Required work
1) Duplicate everything in the article about Clayborn from "Quinn reflected on" down to "as title contenders.".
2) Answer these questions using the article about Clayborn.
(a) Which part of his body did Clayborn work to rehabilitate?
(b) How did Quinn describe Clayborn as a player?
(c) According to Clayborn, what takes a while at the start of every season?
3) Resume the article about Clayborn after its final sentence and continue writing it.

Reading passage
BEGIN

He played in 13 regular-season games and made seven starts. He finished last season with 4.5 sacks.
“Coming to Atlanta has really allowed him to be able to express himself and become that guy that he wanted to become,” Morris said. “This year has really worked out well for him.”
Quinn reflected on Clayborn’s record-setting game and how happy he was for him on his ride home from the game.
“(When) I was driving home and thinking about him and where he was last year, he was in a really dark (place)” Quinn said.
After Shannon’s kind words, Clayborn worked to rehabilitate his bicep and came back determined to help the Falcons maintain their newfound status as title contenders.
“He’s a very consistent player, one of our most consistent I’d say,” Quinn said.
Clayborn enjoyed his big day.
“For sure, a lot (of satisfaction) after being injured a lot and finally getting to make the plays that you think you can make,” Clayborn said. “I think I have been (making those plays) this season. It’s good to finally have it come around.”
He believes the defensive line is coming together, too.
“It happens every season,” Clayborn said. “You start off with new guys at each position. It takes a while to gel, but once you get gelling you really come together.”

END

Given data
BEGIN

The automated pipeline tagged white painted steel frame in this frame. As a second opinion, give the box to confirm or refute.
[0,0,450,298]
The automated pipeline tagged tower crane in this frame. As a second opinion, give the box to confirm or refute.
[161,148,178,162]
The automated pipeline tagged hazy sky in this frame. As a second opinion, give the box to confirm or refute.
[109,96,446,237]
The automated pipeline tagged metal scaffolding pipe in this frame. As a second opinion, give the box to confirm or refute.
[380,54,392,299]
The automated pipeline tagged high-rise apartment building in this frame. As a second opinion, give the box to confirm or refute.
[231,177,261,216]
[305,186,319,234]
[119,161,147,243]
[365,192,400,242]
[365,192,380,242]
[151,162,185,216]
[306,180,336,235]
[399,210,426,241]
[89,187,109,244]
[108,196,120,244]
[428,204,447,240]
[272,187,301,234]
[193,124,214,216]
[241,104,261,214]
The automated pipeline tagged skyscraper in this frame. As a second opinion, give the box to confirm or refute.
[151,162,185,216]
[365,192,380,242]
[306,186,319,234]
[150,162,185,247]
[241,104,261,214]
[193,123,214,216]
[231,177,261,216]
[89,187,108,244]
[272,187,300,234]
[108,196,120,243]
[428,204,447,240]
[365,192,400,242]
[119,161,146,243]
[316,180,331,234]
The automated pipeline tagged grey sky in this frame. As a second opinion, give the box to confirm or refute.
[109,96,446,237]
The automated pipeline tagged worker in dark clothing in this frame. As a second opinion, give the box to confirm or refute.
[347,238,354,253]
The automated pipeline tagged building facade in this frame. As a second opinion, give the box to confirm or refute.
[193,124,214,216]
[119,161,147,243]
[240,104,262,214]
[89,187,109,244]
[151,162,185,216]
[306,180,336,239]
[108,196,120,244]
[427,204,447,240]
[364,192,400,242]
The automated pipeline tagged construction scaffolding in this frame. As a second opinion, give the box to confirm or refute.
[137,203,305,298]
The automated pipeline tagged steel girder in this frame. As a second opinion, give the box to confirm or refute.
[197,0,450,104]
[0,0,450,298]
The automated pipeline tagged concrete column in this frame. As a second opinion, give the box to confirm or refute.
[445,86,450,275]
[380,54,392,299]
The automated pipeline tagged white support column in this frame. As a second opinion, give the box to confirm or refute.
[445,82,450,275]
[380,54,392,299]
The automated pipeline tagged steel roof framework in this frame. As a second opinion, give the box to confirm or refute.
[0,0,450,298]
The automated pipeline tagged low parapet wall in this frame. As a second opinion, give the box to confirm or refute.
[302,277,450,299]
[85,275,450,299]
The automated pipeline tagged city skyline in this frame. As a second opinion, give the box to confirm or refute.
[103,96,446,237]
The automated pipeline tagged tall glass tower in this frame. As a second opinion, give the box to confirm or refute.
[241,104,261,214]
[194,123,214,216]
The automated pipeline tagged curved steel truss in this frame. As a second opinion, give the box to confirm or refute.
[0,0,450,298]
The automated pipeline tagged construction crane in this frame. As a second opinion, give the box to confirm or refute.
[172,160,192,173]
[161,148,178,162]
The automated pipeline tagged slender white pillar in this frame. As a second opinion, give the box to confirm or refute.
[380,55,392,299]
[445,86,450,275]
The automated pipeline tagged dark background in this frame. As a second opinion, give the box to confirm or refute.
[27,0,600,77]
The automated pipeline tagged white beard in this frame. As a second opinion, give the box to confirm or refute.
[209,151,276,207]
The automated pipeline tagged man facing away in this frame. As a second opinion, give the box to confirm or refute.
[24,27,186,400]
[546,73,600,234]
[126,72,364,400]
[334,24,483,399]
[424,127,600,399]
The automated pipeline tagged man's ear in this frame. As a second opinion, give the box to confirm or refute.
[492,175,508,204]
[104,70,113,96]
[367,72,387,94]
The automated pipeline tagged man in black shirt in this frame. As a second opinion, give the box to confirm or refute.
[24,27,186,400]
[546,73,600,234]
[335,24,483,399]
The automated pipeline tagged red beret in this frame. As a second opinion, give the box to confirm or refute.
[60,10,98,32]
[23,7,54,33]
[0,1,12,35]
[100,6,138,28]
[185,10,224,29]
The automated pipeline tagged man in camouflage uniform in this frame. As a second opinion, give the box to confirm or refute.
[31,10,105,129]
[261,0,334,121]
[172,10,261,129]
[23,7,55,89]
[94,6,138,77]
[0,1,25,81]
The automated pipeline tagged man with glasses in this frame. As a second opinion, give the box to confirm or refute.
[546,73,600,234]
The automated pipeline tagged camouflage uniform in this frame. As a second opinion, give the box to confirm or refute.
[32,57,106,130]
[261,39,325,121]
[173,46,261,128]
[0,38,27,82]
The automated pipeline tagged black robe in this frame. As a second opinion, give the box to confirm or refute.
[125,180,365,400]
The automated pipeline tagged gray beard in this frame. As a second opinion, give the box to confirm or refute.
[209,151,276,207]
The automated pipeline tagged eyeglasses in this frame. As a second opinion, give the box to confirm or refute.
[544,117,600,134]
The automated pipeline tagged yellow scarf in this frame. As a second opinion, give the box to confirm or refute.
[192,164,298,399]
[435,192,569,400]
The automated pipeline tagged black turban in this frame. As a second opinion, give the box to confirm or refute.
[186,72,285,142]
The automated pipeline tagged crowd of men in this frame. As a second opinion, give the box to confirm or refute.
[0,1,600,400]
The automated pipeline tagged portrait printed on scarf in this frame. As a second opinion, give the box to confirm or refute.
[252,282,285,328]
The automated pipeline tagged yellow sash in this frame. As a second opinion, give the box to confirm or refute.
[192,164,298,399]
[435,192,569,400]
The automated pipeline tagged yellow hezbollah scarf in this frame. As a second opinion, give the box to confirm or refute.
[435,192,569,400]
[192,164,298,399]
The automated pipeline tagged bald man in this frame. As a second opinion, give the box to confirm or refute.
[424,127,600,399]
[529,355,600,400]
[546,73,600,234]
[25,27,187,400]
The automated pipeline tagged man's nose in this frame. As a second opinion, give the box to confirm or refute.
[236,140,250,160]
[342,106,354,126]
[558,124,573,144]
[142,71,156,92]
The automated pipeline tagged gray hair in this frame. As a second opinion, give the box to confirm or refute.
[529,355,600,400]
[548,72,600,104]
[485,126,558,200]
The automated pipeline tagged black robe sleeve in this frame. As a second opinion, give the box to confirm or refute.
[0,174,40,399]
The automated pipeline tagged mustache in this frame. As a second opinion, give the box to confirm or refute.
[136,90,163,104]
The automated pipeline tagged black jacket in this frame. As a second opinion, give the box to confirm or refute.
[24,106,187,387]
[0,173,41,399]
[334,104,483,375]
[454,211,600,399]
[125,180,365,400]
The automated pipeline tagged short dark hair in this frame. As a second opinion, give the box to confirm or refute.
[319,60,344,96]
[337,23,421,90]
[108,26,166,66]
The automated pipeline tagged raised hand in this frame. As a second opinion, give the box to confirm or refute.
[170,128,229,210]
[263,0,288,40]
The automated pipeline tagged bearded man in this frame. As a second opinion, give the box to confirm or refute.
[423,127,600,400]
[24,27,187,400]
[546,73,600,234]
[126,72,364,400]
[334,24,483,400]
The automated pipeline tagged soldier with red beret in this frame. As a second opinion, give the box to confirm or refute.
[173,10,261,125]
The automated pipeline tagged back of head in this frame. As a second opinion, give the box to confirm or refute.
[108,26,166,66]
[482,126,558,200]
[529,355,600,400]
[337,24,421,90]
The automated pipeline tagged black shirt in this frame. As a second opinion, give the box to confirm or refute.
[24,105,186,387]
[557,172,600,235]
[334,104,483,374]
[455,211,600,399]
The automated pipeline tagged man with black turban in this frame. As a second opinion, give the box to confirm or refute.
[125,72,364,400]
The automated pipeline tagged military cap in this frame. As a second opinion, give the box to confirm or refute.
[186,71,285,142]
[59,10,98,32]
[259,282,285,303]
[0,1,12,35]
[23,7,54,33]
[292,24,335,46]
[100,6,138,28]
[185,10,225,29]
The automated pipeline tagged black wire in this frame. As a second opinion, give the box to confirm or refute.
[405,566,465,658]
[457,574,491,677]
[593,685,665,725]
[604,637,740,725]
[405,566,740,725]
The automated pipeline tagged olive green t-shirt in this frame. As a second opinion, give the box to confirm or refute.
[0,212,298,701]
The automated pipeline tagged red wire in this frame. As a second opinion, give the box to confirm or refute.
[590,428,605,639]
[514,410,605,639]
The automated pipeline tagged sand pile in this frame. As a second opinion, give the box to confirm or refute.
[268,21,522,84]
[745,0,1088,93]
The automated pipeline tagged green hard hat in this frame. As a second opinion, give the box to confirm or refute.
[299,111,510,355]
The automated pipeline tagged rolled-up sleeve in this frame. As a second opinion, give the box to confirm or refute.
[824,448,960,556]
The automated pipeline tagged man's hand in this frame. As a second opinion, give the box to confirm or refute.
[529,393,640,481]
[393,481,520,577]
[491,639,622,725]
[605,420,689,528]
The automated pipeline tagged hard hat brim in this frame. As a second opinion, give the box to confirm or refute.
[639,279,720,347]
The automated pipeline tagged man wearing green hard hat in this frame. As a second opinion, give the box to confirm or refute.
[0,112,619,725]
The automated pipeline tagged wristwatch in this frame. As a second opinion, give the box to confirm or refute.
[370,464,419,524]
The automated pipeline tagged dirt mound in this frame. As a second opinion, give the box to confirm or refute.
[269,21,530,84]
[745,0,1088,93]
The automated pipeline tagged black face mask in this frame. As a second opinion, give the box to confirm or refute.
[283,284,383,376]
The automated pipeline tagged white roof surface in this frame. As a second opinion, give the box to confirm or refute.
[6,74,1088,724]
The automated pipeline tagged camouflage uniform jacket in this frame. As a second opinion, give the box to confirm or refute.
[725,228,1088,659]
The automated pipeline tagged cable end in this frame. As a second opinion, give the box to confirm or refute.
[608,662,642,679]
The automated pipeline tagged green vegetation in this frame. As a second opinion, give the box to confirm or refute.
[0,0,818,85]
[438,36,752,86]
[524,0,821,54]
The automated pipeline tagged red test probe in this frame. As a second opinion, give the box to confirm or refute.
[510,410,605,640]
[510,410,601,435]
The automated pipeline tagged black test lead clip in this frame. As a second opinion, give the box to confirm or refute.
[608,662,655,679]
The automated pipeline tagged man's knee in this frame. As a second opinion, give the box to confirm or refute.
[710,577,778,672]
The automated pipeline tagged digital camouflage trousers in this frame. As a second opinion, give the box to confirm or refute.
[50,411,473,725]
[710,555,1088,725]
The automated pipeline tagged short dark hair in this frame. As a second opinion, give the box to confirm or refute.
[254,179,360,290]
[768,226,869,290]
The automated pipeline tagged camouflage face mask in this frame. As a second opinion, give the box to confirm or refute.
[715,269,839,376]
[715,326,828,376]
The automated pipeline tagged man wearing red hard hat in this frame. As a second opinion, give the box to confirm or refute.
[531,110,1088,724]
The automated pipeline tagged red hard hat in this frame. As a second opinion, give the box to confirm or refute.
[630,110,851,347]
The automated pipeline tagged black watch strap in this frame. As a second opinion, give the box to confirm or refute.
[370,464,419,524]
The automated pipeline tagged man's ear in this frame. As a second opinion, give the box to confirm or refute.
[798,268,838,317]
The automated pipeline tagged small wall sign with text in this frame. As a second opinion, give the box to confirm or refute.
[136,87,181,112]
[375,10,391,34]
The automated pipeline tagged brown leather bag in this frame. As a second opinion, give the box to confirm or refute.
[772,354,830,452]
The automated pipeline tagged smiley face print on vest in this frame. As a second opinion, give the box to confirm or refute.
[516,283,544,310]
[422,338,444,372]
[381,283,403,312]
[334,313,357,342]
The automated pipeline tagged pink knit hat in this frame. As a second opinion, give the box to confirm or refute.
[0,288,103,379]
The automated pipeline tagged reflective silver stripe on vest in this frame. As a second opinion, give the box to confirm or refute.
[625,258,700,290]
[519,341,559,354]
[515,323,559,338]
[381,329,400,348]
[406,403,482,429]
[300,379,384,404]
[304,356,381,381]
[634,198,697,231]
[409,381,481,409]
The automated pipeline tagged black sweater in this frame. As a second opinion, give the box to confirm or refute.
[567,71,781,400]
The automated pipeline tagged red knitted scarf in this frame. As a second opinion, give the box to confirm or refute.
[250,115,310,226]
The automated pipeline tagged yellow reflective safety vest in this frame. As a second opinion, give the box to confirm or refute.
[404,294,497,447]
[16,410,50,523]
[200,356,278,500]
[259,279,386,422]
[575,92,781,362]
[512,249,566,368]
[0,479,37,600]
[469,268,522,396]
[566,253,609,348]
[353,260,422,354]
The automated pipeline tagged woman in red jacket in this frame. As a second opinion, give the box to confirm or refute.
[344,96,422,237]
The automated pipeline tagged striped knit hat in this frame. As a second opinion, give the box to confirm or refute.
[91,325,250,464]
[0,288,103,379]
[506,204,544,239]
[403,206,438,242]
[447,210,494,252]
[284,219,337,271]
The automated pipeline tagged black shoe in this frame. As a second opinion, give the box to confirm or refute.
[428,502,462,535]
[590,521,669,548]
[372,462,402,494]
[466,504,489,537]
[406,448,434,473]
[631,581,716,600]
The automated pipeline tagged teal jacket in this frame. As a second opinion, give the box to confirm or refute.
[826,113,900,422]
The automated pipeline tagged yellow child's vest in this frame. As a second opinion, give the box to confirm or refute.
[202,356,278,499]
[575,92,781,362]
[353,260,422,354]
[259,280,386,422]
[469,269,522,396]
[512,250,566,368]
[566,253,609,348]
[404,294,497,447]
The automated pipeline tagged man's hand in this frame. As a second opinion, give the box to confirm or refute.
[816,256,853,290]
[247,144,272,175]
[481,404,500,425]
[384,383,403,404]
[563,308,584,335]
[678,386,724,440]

END

The replies
1)
Quinn reflected on Clayborn’s record-setting game and how happy he was for him on his ride home from the game.
“(When) I was driving home and thinking about him and where he was last year, he was in a really dark (place)” Quinn said.
After Shannon’s kind words, Clayborn worked to rehabilitate his bicep and came back determined to help the Falcons maintain their newfound status as title contenders.

2)
(a) His bicep.
(b) As a very consistent player, one of the team's most consistent.
(c) For the new players at each position to gel.

3)
“I’m always hungry to get after the quarterback,” Clayborn said. “We are as a (defensive) line. It’s another game that we’ll have to do it.”
Bennett was in touch after the game.
“Just hearing from my former teammates because they were happy for me because they know what I’ve been through.” Clayborn said. “That was pretty cool.”
However, Clayborn’s dogs, Ace and King, a pit bull and a French Mastodon, were not real impressed. He tweeted about getting on the floor to play with them, and they wanted to play with one another.
“Where is the love,” Clayborn tweeted.
“My dogs don’t like me very much,” Clayborn quipped. “Nah, I’m just kidding.”
So, now Clayborn’s ready to get seven sacks in a game?
“I wouldn’t say that,” he said. “I wish I was that good. I don’t think so. It’s not like I’m Von Miller or anything. Let’s not go too far. Von is a beast.
“I’m not downplaying what I did. It was pretty awesome, but let’s be realistic.”